- _WRITTEN REQUEST_
Reproduce every record below exactly as written, but leave out any pictures.

- _TASK DATA_
------------------------------------

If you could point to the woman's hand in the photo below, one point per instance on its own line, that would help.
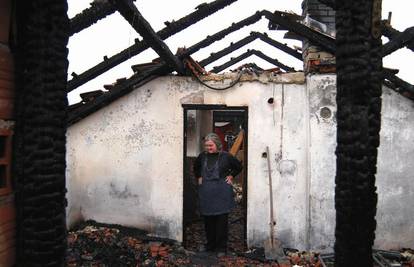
(229, 179)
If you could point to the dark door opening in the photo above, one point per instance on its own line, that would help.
(230, 123)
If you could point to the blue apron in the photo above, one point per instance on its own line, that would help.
(215, 194)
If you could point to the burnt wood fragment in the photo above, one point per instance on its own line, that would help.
(97, 11)
(172, 28)
(131, 14)
(39, 152)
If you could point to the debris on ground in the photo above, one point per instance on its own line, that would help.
(101, 245)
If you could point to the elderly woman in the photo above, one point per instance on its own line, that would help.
(215, 170)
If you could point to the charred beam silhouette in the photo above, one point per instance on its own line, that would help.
(116, 92)
(221, 34)
(247, 54)
(253, 36)
(329, 3)
(391, 33)
(91, 15)
(131, 14)
(398, 82)
(232, 61)
(203, 10)
(314, 37)
(399, 40)
(233, 46)
(279, 45)
(275, 62)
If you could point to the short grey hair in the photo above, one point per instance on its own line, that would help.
(214, 138)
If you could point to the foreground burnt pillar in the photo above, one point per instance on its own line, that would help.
(39, 148)
(359, 66)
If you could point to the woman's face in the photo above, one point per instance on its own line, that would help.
(210, 146)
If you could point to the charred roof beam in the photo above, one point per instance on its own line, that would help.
(279, 45)
(97, 11)
(116, 92)
(313, 36)
(273, 61)
(253, 36)
(329, 3)
(398, 82)
(131, 14)
(233, 46)
(247, 54)
(399, 40)
(221, 34)
(232, 61)
(202, 11)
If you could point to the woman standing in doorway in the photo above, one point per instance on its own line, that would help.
(215, 171)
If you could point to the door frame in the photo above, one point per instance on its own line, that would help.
(186, 108)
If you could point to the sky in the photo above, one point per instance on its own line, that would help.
(113, 34)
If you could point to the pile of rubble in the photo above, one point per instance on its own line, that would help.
(95, 244)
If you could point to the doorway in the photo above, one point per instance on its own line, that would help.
(231, 125)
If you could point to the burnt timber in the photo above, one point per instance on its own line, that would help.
(89, 16)
(131, 14)
(172, 28)
(247, 54)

------------------------------------

- _RESPONSE TO THIS EXERCISE_
If you could point to the woman's hand in the photo below, one point per instance on its own line, that would help.
(229, 179)
If you could point to the dark door opening in the photo above, one point per instance on its own line, that would help.
(230, 123)
If you could point to the blue apron in the photo above, one point per instance on its own line, that would help.
(215, 194)
If you could point to the burnt wood fragment in the photo above, one point per instance on its own line, that would help.
(97, 11)
(172, 28)
(131, 14)
(39, 152)
If you could point to the debris on ground in the photo above, one point per instance on its own line, that would help.
(101, 245)
If you could point to the elderly woman in the photo above, one point per instance on its own line, that would help.
(215, 170)
If you could point to the charred beam silhouette in the photo above, one point per instance on its own line, that would help.
(116, 92)
(221, 34)
(247, 54)
(253, 36)
(329, 3)
(391, 33)
(91, 15)
(131, 14)
(398, 82)
(232, 61)
(203, 10)
(314, 37)
(399, 40)
(233, 46)
(279, 45)
(275, 62)
If you could point to the short grey hair in the photo above, one point per instance on its own line, that would help.
(214, 138)
If you could point to the foreground burnt pillar in the photo above, one point per instance on its own line, that would help.
(39, 148)
(359, 66)
If you could point to the woman's face in the photo above, one point per instance on its own line, that would help.
(210, 146)
If you could point to the charred roof beam in the photo above, one point per instance on its own line, that would help.
(279, 45)
(97, 11)
(116, 92)
(313, 36)
(273, 61)
(253, 36)
(329, 3)
(398, 82)
(131, 14)
(233, 46)
(247, 54)
(399, 40)
(221, 34)
(232, 61)
(202, 11)
If you could point to the woman standing in doorway in the photo above, one point per instance on its own line, that would help.
(215, 171)
If you could point to the door frame in the photo above, one point per instance on its own line, that would help.
(186, 108)
If you could point to the sky in the photo above, one point per instance on its own line, that would help.
(113, 34)
If you could point to the pile of rubble in the photo above, one point per instance on its own line, that would help.
(95, 244)
If you could point to the doorway in the photo above, one point per instance on its own line, that would help.
(231, 125)
If you could point to the burnt timber in the photo above, one point per instance on its own line, that would help.
(89, 16)
(131, 14)
(172, 28)
(247, 54)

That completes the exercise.